Suas tarefas:
1. Liste todos os nomes próprios de pessoas, organizações, veículos de imprensa, países e eventos que aparecem no texto sobre pirataria.
2. Resuma em poucas frases o parágrafo do texto sobre pirataria que começa com "O secretário-geral da Interpol", mantendo seus fatos principais.
3. Dê continuidade ao texto sobre pirataria a partir da última frase apresentada.

Texto fornecido:
"""

A batalha contra a pirataria é pelo resto da vida

Por ETCO


Por Carlos Vasconcellos, O Globo – 20/06/2005


O secretário-geral da Interpol, Ronald Noble, garante que nunca comprou um produto pirata na vida. Apesar de bastante atraído por preços baixos ? ?sou um sujeito que gosta de liquidações? ? ele garante nunca ter cedido aos produtos falsificados. Noble esteve no Brasil na semana passada para o Congresso Internacional de Combate à Pirataria e elogiou os esforços do país no combate a essa modalidade de crime. E falou da conexão entre pirataria e crime organizado:


? Já encontramos os mesmos números de telefone nas agendas de pessoas presas por tráfico e por crimes contra propriedade intelectual.


É possível vencer a guerra contra a pirataria?

"""

Material:
"""

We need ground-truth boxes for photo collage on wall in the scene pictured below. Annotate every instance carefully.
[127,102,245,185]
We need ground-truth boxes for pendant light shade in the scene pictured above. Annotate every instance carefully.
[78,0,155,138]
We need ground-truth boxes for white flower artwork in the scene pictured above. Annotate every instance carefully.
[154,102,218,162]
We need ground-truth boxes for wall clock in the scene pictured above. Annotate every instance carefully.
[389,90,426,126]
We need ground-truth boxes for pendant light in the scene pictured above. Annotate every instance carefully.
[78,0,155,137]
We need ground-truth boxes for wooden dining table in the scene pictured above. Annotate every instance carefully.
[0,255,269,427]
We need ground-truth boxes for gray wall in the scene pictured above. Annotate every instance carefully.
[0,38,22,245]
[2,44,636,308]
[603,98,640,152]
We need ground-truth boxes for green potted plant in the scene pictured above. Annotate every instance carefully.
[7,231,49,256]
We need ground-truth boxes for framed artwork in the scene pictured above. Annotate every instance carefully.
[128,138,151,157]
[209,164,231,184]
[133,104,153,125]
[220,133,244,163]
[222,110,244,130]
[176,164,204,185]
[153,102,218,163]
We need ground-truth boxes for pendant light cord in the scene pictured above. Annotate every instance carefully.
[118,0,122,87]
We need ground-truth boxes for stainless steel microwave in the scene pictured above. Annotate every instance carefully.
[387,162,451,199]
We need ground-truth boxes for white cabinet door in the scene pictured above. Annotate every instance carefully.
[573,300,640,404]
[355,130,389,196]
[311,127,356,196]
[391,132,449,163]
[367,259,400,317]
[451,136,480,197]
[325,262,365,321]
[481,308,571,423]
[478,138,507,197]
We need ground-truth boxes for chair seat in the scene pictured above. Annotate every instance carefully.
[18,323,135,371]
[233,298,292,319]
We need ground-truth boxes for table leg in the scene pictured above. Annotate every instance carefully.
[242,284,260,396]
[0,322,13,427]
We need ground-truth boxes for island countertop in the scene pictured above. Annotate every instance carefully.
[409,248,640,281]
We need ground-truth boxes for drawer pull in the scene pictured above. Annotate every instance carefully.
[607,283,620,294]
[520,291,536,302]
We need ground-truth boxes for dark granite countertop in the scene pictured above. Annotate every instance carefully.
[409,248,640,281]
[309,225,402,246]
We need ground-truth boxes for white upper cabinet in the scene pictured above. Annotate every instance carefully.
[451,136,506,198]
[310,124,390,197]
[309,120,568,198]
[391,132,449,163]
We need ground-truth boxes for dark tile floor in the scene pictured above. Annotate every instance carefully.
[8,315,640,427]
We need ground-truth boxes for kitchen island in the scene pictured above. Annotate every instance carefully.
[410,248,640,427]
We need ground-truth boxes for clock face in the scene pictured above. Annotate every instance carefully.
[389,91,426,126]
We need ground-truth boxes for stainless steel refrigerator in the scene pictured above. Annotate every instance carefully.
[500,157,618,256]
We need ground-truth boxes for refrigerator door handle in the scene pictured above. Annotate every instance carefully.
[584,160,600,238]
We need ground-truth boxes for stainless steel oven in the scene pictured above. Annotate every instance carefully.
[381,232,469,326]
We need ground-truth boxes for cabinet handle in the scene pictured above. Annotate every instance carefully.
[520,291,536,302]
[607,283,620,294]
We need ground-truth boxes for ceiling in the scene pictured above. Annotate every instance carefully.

"""

Problemas resolvidos:
1. ETCO, Carlos Vasconcellos, O Globo, Interpol, Ronald Noble, Brasil e Congresso Internacional de Combate à Pirataria.

2. Ronald Noble, secretário-geral da Interpol, afirma nunca ter comprado um produto pirata, embora goste de liquidações. Na semana passada, ele veio ao Brasil para o Congresso Internacional de Combate à Pirataria. Lá elogiou os esforços do país contra esse crime e comentou a ligação entre pirataria e crime organizado.

3.
RONALD NOBLE: Você quer saber se podemos eliminar a pirataria a zero? Bem, esse é um crime contra o qual temos de lutar constantemente, no varejo, nas cidades, nos países e a nível global. Temos feito progressos. Há mais pessoas no mundo, hoje, conscientes da conexão entre pirataria e crime organizado. Não era assim há um ano. Hoje, Brasil, Argentina e Paraguai conduzem sua primeira operação conjunta contra pirataria e cópias ilegais (a Operação Júpiter, coordenada pela Interpol). Pela primeira vez na história, temos setor privado, aduanas e polícias trabalhando juntos e dividindo informações. Esses exemplos mostram que avançamos, mas sempre que houver possibilidade de lucro, por meio de fraude ou golpes, criminosos estarão envolvidos. Vamos ter de lutar pelo resto da vida.


Como o senhor vê os esforços do Brasil contra a pirataria?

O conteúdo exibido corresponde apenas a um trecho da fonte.